The Secretary of State has no positive vision. She has axed programmes for advanced maths, physics, Latin and computing because she thinks that they are elitist. She has axed behaviour hubs with no replacement, even though schools that went through the scheme were twice as likely to be good or outstanding. Yet, somehow, she is able to find £90 million for advertising. The Bill is the worst of all. We have tabled numerous amendments to it. It takes a wrecking ball to 40 years of cross-party reform of England’s schools. Those reforms worked. There is much more to do, but England has risen up the international league tables even as Labour-run Wales has slumped down.

Under successive Governments of all colours, England’s schools have been improved by the magic formula of freedom plus accountability. The Bill attacks both parts of that formula. On the one hand, it strips academy schools of freedoms over recruitment and curriculum and reimposes incredible levels of micromanagement, taking away academy freedoms now enjoyed by 82% of secondary schools. On the other hand, it strikes at accountability and parental choice, ending the automatic transfer of failing schools to new management, reversing the reforms of the late 1980s, which allowed good schools to expand without permission from their local authority—a reform that ushered in parental choice.

YOUR INSTRUCTIONS ->
Could you reproduce everything in the schools speech from "Under successive Governments" down to "in parental choice.", word for word? Draw only on the schools speech above.

RECORDED DATA ->
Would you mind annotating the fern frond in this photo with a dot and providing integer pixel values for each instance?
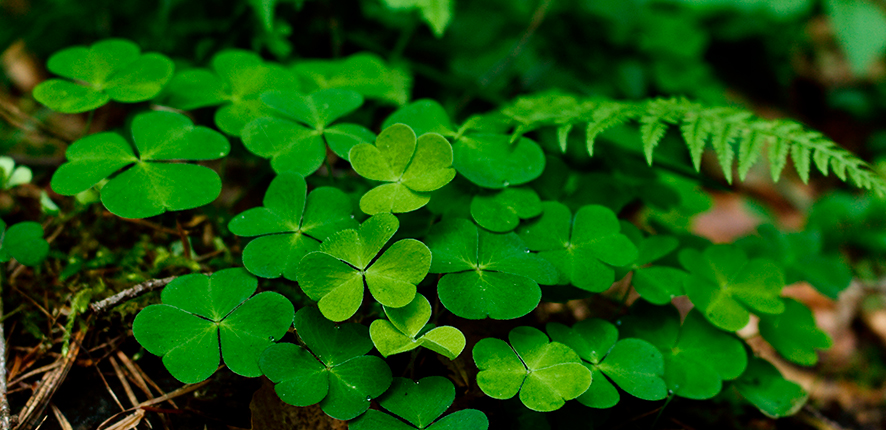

CORRECT ANSWER ->
Under successive Governments of all colours, England’s schools have been improved by the magic formula of freedom plus accountability. The Bill attacks both parts of that formula. On the one hand, it strips academy schools of freedoms over recruitment and curriculum and reimposes incredible levels of micromanagement, taking away academy freedoms now enjoyed by 82% of secondary schools. On the other hand, it strikes at accountability and parental choice, ending the automatic transfer of failing schools to new management, reversing the reforms of the late 1980s, which allowed good schools to expand without permission from their local authority—a reform that ushered in parental choice.